═══ TEXT SECTION

Delhi's nomadic Gadia Lohar tribe losing out on government schemes
The report ‘Mapping the Marginalised, Delhi’s ‘Gadia Lohar Community’ has surveyed over 55 settlements of the community in the capital.
NEW DELHI: More than 95 per cent of Gadia Lohar households, a little-known nomadic tribe inhabiting the national capital, do not have a caste certificate that are considered key to avail the benefits of targeted government schemes, shows a survey report released by the Housing and Land Rights Network on Wednesday.
Historically, this nomadic community has suffered deprivation and marginalisation. Traditionally, people from the Gadia Lohar community earn their livelihood by manufacturing and selling iron tools and utensils.
The report ‘Mapping the Marginalised — Delhi’s ‘Gadia Lohar Community’ has surveyed over 55 settlements of the community in the capital.
Only 2 per cent of the households surveyed reported they had their caste certificates, it said. The community has been accorded a different case status in each state.
In Rajasthan, they come under the ‘most backward class’, thereby entitling them to one per cent additional reservation in government jobs.
The report has recommended that the Delhi government accord a similar status to improve their living conditions.

══════
═══ DATA

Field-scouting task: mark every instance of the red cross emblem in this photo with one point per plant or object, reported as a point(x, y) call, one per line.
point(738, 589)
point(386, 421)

══════

## LIST OF TASKS
(a) Which organization released the survey report described in the article on Delhi's Gadia Lohar community?
(b) Write the next part of the article on Delhi's Gadia Lohar community, starting after its last sentence.

## REPLIES
(a) The Housing and Land Rights Network.

(b)
B Renke, former chairperson, National Commission for Denotified, Nomadic and Semi-Nomadic Tribes, said at the launch of the report that there is a need to provide traditional skill training to the community members so that they can hone their skills, passed down through generations, and engage in business.
The community has suffered multiple evictions over the years, adversely affecting their health, academic opportunities of their children, livelihood opportunities and their traditional occupation, the report pointed out.
Over 40 per cent of the settlements lacked access to clean drinking water and 75 per cent of the settlements surveyed lacked access to medical and healthcare services, the report said.
As a result, women face difficulties during pregnancies and childbirth.
Residents from 64 per cent settlements reported the absence of toilets.